------ Given data ------
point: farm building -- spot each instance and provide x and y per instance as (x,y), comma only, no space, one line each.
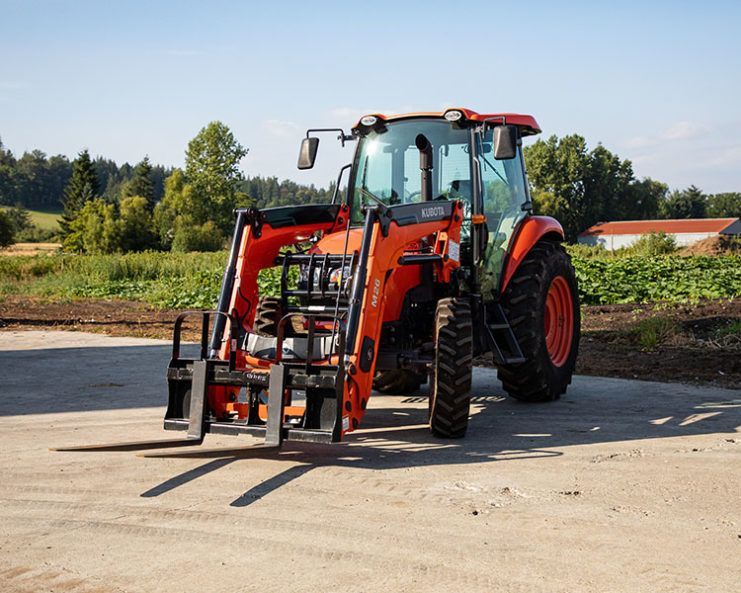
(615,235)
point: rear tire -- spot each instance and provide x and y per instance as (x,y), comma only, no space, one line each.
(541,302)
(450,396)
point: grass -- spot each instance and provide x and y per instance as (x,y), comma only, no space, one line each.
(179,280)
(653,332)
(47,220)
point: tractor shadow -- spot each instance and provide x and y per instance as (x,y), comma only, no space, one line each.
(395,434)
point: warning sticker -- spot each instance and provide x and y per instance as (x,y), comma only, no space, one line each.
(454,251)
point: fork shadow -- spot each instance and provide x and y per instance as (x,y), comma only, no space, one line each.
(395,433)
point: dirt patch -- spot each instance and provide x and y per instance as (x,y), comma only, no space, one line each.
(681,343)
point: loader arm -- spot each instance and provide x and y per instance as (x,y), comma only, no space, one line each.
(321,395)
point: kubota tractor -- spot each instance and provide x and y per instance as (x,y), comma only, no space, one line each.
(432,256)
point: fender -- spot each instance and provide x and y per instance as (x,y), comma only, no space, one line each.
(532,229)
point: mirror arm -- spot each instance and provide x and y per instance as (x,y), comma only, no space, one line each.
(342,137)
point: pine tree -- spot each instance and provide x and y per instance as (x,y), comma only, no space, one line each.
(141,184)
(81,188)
------
» Goal: Retype the records exactly. Any image in them should not appear in what you write.

» Written solution:
point: farm building -- spot each instance and provide x and y per instance as (x,y), comma only, no space, one line each.
(615,235)
point: rear tire -- spot each instance and provide x and y per instance as (x,y), comma only, no space, one line each.
(541,302)
(450,396)
point: grass -- spot each instance and provide x and y per instance as (x,y), comma only, no space, one line each.
(179,280)
(653,332)
(47,220)
point: tractor shadow -- spot each instance and provide x and y per instance as (x,y), comma only, no space, one line each.
(395,434)
point: warning sticker -- spot each instance and provide x and y per instance as (x,y), comma only, no space, one line each.
(454,251)
point: fork shadow -- spot each instance and provide x and y per instance as (x,y), comma only, no space, one line each.
(395,433)
point: dirt patch -- spot each instance and provide x and y per instance as (x,y), comma only, no space, one line each.
(681,343)
point: loader arm -- spot each instance and provide x and y per instance as (x,y), comma only, no space, one line each.
(321,395)
point: kubota tractor -- spot each instance and provide x and y per instance as (x,y), comma only, no space, one line each.
(432,256)
point: fender -- spot each instance and provide x and y per instance as (x,y), comma only, no space, one line each.
(532,229)
point: mirror arm -- spot each instance and provide x and y per instance as (x,y), comma only, no space, one line each.
(342,137)
point: pine tree -- spot each instance and provide x and y per instance as (x,y), comma only, no space, one line each.
(141,184)
(81,188)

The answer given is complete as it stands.